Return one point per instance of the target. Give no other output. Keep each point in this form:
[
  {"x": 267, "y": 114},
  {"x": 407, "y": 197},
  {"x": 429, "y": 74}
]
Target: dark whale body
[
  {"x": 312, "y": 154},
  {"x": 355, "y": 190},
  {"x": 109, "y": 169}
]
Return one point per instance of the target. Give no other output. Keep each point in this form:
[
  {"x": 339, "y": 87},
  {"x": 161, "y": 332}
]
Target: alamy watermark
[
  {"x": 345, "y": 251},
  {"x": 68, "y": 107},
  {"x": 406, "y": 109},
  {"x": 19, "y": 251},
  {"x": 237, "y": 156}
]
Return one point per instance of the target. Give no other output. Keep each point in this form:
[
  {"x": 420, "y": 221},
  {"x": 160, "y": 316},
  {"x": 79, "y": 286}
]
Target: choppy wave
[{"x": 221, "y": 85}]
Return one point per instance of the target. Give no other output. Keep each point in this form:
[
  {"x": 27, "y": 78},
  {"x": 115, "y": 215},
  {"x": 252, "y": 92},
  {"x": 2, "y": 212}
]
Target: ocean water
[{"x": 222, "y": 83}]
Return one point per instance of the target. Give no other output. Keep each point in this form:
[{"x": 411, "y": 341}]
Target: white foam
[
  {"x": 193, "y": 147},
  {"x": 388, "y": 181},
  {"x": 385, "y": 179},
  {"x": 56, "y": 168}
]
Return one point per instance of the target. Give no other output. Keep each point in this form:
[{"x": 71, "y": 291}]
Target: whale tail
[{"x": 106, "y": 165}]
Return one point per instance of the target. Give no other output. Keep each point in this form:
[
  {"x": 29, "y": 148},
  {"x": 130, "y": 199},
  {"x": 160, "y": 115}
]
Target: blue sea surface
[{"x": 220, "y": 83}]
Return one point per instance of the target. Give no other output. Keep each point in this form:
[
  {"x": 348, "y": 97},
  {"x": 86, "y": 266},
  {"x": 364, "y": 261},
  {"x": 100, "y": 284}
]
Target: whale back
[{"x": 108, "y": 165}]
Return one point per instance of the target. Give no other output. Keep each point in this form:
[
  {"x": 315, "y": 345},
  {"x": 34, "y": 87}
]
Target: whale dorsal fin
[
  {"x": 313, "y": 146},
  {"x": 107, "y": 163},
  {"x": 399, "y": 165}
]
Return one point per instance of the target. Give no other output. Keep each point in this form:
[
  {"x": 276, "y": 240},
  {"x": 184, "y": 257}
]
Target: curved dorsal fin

▸ **About this exercise**: Without dropping a single line, output the records above exactly.

▸ **Task output**:
Return one point per instance of the target. Give no other output. Keep each point in this form:
[
  {"x": 267, "y": 114},
  {"x": 407, "y": 197},
  {"x": 429, "y": 74}
]
Target: dark whale body
[
  {"x": 312, "y": 154},
  {"x": 355, "y": 190},
  {"x": 109, "y": 169}
]
Return one point per instance of the target. Give no other output. Keep each point in this form:
[
  {"x": 339, "y": 87},
  {"x": 161, "y": 332}
]
Target: alamy watermark
[
  {"x": 345, "y": 251},
  {"x": 68, "y": 107},
  {"x": 406, "y": 109},
  {"x": 19, "y": 251},
  {"x": 237, "y": 156}
]
Return one point per instance of the target. Give no other output. Keep each point in this form:
[
  {"x": 420, "y": 221},
  {"x": 160, "y": 316},
  {"x": 79, "y": 286}
]
Target: choppy wave
[{"x": 221, "y": 85}]
Return one point per instance of the target. Give no other output. Keep each point in this form:
[
  {"x": 27, "y": 78},
  {"x": 115, "y": 215},
  {"x": 252, "y": 92},
  {"x": 2, "y": 212}
]
Target: ocean water
[{"x": 222, "y": 83}]
Return one point per instance of the target. Give no other output. Keep each point in this form:
[{"x": 411, "y": 341}]
Target: white foam
[
  {"x": 193, "y": 147},
  {"x": 388, "y": 181},
  {"x": 385, "y": 179},
  {"x": 56, "y": 168}
]
Return one point per instance of the target. Give no other output. Keep each point in this form:
[{"x": 71, "y": 291}]
Target: whale tail
[{"x": 106, "y": 165}]
Return one point per instance of the target. Give no other output. Keep each point in this form:
[
  {"x": 29, "y": 148},
  {"x": 130, "y": 199},
  {"x": 160, "y": 115}
]
Target: blue sea surface
[{"x": 220, "y": 83}]
Return one point per instance of the target. Give no other output. Keep each point in this form:
[
  {"x": 348, "y": 97},
  {"x": 86, "y": 266},
  {"x": 364, "y": 261},
  {"x": 100, "y": 284}
]
Target: whale back
[{"x": 108, "y": 165}]
Return one point per instance of the target. Give no other output. Keep each point in this form:
[
  {"x": 315, "y": 345},
  {"x": 34, "y": 87}
]
Target: whale dorsal fin
[
  {"x": 313, "y": 146},
  {"x": 107, "y": 163},
  {"x": 399, "y": 165}
]
Return one point per instance of the target. Give no other output. Keep each point in this form:
[
  {"x": 276, "y": 240},
  {"x": 184, "y": 257}
]
Target: curved dorsal fin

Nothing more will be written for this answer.